Records to process |

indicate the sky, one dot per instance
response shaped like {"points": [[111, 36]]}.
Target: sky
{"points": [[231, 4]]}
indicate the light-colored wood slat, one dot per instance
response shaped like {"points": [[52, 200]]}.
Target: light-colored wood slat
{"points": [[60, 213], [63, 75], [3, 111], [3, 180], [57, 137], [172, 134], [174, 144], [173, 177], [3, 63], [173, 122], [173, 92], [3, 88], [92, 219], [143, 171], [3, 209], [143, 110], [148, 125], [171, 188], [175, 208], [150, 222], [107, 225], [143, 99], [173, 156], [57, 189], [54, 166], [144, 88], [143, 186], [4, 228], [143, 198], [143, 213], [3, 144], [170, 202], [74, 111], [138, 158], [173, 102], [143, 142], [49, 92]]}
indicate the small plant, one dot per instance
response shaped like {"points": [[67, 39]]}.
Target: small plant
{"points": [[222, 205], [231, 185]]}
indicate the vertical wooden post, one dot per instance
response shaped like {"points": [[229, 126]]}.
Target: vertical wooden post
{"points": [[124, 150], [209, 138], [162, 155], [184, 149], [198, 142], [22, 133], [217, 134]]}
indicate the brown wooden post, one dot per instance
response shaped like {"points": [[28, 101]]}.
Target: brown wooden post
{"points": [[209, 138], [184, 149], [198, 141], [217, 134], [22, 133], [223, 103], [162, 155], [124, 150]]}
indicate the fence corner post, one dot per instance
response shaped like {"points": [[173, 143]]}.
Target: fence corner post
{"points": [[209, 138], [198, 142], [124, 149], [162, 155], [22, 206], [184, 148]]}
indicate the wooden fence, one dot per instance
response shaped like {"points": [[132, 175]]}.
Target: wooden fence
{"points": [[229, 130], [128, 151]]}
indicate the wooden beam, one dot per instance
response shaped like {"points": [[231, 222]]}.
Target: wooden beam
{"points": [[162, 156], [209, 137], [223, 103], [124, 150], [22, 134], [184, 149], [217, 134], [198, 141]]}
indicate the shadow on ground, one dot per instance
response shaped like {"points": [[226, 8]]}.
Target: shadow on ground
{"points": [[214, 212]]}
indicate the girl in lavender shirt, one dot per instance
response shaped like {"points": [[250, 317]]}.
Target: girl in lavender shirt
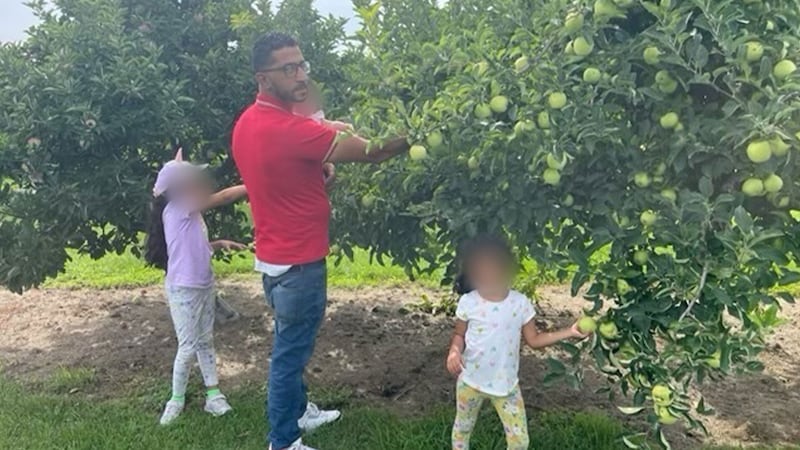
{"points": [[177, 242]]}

--

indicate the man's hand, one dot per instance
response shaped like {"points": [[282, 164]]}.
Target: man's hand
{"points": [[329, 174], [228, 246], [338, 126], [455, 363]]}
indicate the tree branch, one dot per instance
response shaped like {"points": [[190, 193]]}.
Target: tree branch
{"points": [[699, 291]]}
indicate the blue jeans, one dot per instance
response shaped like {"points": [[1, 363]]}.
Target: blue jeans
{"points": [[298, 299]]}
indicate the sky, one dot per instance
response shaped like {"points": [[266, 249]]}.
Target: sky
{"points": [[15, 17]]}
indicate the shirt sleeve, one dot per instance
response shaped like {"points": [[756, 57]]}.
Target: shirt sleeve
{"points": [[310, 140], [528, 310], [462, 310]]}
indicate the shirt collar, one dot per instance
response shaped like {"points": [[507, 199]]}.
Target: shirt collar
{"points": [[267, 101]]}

==

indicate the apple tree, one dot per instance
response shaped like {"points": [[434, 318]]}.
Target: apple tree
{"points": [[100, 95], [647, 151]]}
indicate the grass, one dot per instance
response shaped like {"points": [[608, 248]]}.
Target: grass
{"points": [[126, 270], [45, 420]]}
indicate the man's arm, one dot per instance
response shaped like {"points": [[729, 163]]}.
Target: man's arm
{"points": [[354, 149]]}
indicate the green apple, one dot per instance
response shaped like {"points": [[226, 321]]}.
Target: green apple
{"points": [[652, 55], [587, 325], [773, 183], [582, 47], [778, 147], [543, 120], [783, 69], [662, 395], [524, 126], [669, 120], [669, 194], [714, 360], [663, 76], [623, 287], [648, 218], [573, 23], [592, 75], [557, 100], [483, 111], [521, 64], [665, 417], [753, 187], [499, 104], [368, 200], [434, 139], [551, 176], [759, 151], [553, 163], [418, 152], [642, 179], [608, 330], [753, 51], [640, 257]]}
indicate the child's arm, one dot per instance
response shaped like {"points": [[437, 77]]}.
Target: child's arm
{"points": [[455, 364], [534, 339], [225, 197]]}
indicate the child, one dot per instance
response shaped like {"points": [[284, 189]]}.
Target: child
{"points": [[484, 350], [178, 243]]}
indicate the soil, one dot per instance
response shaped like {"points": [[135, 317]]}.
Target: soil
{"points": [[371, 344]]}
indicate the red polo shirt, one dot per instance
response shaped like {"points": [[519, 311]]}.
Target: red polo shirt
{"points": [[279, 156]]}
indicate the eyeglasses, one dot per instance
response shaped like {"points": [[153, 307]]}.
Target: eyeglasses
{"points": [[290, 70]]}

Task prompt | Extract every line of the entries above that contains the word "green", treating uppercase and lowercase as different.

Problem solution |
indicate the green apple, one dot per instance
Target: green apple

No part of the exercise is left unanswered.